-------- PROVIDED DATA

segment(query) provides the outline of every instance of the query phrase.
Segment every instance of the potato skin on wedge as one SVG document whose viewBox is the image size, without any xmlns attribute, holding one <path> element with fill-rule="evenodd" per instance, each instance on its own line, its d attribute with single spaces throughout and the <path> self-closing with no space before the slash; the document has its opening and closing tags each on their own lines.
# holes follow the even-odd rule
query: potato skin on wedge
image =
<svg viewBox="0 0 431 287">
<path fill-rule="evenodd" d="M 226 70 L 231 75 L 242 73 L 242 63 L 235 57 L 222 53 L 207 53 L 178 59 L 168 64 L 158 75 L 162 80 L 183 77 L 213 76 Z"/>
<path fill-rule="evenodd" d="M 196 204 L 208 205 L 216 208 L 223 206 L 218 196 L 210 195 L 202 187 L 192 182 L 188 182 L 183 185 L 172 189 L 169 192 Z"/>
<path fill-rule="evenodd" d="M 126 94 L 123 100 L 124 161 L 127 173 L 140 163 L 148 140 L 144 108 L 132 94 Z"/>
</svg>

----------------

WORK REQUIRED:
Output every line of the records above again, character for character, with nothing added or left out.

ANSWER IN FULL:
segment(query) provides the outline of every instance of the query phrase.
Segment every instance of the potato skin on wedge as one SVG document whose viewBox is the image size, without any xmlns attribute, holding one <path> element with fill-rule="evenodd" per instance, each instance on its own line, its d attribute with single spaces throughout and the <path> self-closing with no space before the slash; the document has its opening and closing tags each on their own lines.
# holes follow the even-odd rule
query: potato skin on wedge
image =
<svg viewBox="0 0 431 287">
<path fill-rule="evenodd" d="M 226 70 L 231 75 L 242 73 L 242 63 L 235 57 L 222 53 L 207 53 L 178 59 L 168 64 L 158 75 L 162 80 L 183 77 L 213 76 Z"/>
<path fill-rule="evenodd" d="M 196 204 L 208 205 L 216 208 L 223 206 L 218 196 L 210 195 L 202 187 L 192 182 L 188 182 L 183 185 L 172 189 L 169 192 Z"/>
<path fill-rule="evenodd" d="M 126 94 L 123 100 L 124 161 L 127 173 L 140 163 L 148 140 L 144 108 L 132 94 Z"/>
</svg>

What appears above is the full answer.